PROVIDED DATA.
####

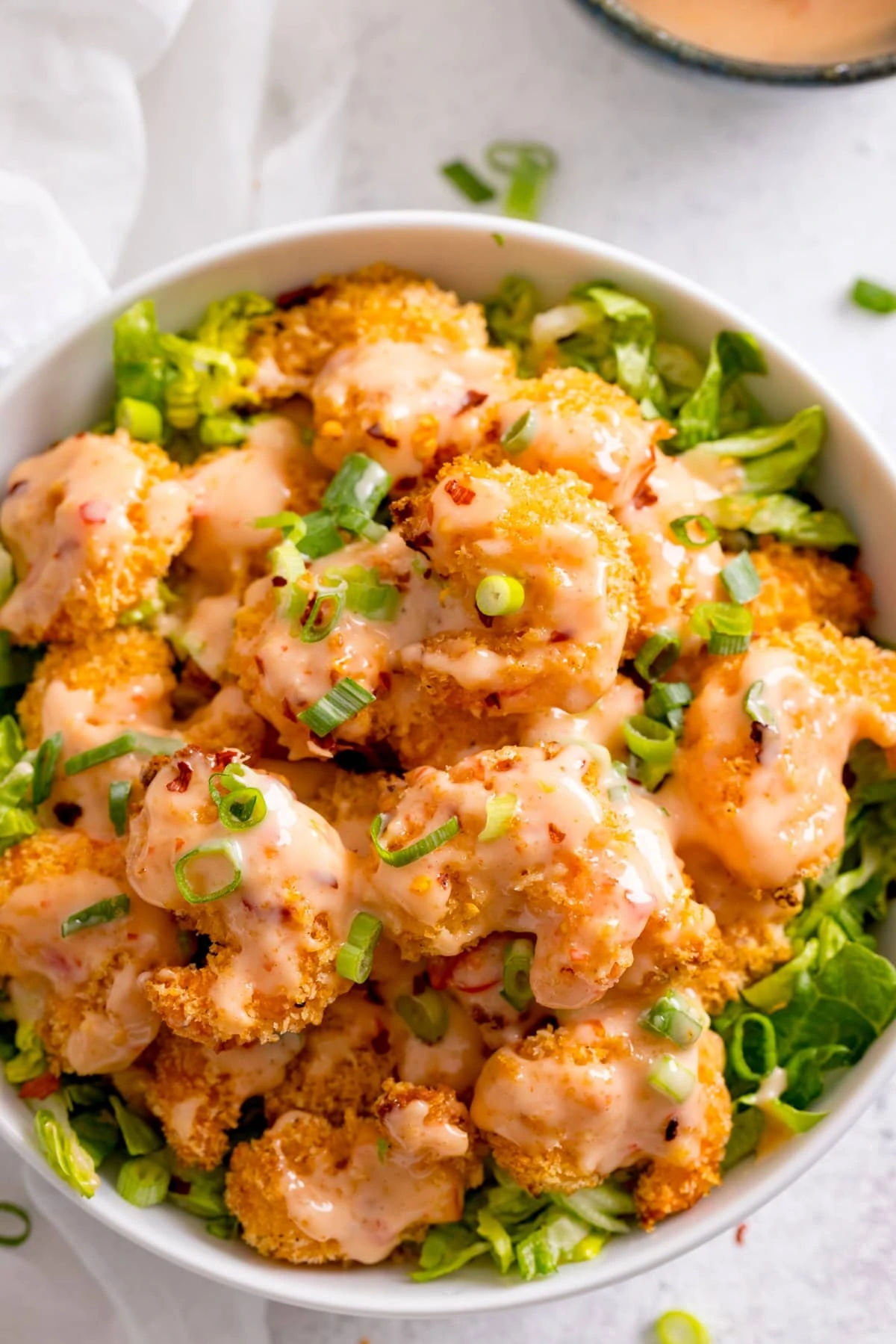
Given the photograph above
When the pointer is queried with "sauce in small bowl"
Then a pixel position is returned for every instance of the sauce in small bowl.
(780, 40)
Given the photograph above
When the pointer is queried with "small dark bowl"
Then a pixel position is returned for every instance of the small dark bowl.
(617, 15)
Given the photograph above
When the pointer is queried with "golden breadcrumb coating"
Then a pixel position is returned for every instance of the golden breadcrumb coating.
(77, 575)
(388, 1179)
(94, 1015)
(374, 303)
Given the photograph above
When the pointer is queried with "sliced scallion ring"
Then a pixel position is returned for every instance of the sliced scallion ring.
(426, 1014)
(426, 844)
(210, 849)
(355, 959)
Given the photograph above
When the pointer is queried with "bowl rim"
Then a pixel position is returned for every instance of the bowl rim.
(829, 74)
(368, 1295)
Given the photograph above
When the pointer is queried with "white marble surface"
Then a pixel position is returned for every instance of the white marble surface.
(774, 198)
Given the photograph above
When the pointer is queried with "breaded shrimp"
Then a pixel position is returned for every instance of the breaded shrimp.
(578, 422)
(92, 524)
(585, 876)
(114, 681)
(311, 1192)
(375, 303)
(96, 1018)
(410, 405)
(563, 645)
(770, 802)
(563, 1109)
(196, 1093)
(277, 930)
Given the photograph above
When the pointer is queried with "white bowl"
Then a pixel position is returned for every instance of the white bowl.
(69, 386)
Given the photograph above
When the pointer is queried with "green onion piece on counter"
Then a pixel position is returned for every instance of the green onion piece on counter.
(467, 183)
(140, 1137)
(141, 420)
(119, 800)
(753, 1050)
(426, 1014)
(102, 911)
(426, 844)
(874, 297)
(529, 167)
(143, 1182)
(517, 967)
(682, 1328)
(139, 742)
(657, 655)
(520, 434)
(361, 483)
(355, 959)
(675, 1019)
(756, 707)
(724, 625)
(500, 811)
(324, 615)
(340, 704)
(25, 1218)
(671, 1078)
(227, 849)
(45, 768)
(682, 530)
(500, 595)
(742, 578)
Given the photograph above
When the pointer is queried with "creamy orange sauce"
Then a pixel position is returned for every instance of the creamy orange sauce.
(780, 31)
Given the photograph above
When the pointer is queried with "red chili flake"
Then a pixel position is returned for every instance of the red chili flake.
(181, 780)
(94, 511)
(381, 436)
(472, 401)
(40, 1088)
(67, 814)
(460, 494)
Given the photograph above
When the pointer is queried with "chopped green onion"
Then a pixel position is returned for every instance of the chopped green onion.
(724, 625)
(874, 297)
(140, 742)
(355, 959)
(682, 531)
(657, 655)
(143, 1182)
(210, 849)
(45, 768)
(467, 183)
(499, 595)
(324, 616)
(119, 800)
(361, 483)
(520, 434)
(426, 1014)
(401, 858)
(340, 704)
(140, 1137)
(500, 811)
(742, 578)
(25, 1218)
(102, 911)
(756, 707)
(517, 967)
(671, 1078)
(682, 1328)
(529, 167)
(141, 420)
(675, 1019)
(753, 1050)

####

Reproduce every entry word for word, but omit the pictures.

OUTPUT BELOW.
Given the photograph above
When the pointer is queried with "sauce in small bowl"
Then a pixel position is returned for every instance of the sauce in small bowl.
(780, 40)
Given the photograph above
When the pointer is queried with "small dark bowl"
Then a pixel position is returned for every instance of the small dark bowl.
(617, 15)
Given the photograph above
When the pointer is queried with "golden breadcrumb coating"
Then a pixel position is returned for every instance of the golden breadcrumb coating.
(77, 575)
(388, 1179)
(94, 1015)
(374, 303)
Given the photograph above
When the pointer is queried with "sliced scallion ring"
Then a pixel position is returned for every instance of the sliced scallion ring.
(426, 1014)
(426, 844)
(210, 849)
(355, 959)
Given the photograph above
When the pointer is queried with "bowl rim"
Then a pixel position is returned for every instance of the bowl rim.
(829, 74)
(368, 1295)
Given the photograph above
When the pointer is queried with "white marble surface"
Then a pixel position is returned for every instance of the white marble surface.
(774, 198)
Given the photograph above
When the pointer is queried with "breaded shrimp"
Then a pixel position is returned for every instance of the breaded shrimp.
(578, 422)
(92, 524)
(585, 876)
(114, 681)
(311, 1192)
(375, 303)
(96, 1018)
(410, 405)
(563, 645)
(770, 802)
(563, 1109)
(196, 1093)
(277, 930)
Given the photograph above
When the pointer is queried with "white bowl"
Then a pixel position is returned for every instance of the white bowl.
(69, 386)
Given the photograph above
When the pointer is queried with "green onion piece on counter"
Then a pixel position is returned for every instance of the green onion piece on counter.
(467, 183)
(140, 1137)
(141, 420)
(119, 800)
(753, 1050)
(426, 1014)
(102, 911)
(426, 844)
(874, 297)
(529, 167)
(143, 1182)
(517, 967)
(682, 1328)
(139, 742)
(657, 655)
(520, 434)
(361, 483)
(355, 959)
(675, 1019)
(756, 707)
(724, 625)
(500, 811)
(324, 615)
(340, 704)
(25, 1218)
(671, 1078)
(227, 849)
(45, 768)
(682, 530)
(500, 595)
(742, 578)
Given the photograph above
When the pointer is queried with "creamy orange sauce"
Then a pixel position is returned for every instance of the creamy orange sauce.
(780, 31)
Given the photograph above
When the pointer is queried with "red chili flake"
Then a pixel position is returned for every instance of the red chili flake.
(181, 780)
(94, 511)
(381, 436)
(472, 401)
(40, 1088)
(67, 814)
(460, 494)
Given the photograph above
When the pointer is queried with "chopped green onion"
Then a pixel position is returned for every instance of the chopped green onion.
(724, 625)
(874, 297)
(140, 742)
(355, 959)
(682, 531)
(657, 655)
(143, 1182)
(210, 849)
(45, 768)
(467, 183)
(499, 595)
(324, 616)
(119, 800)
(361, 483)
(520, 434)
(426, 1014)
(401, 858)
(340, 704)
(140, 1137)
(500, 811)
(742, 578)
(25, 1218)
(102, 911)
(756, 707)
(517, 967)
(671, 1078)
(682, 1328)
(529, 167)
(141, 420)
(675, 1019)
(753, 1050)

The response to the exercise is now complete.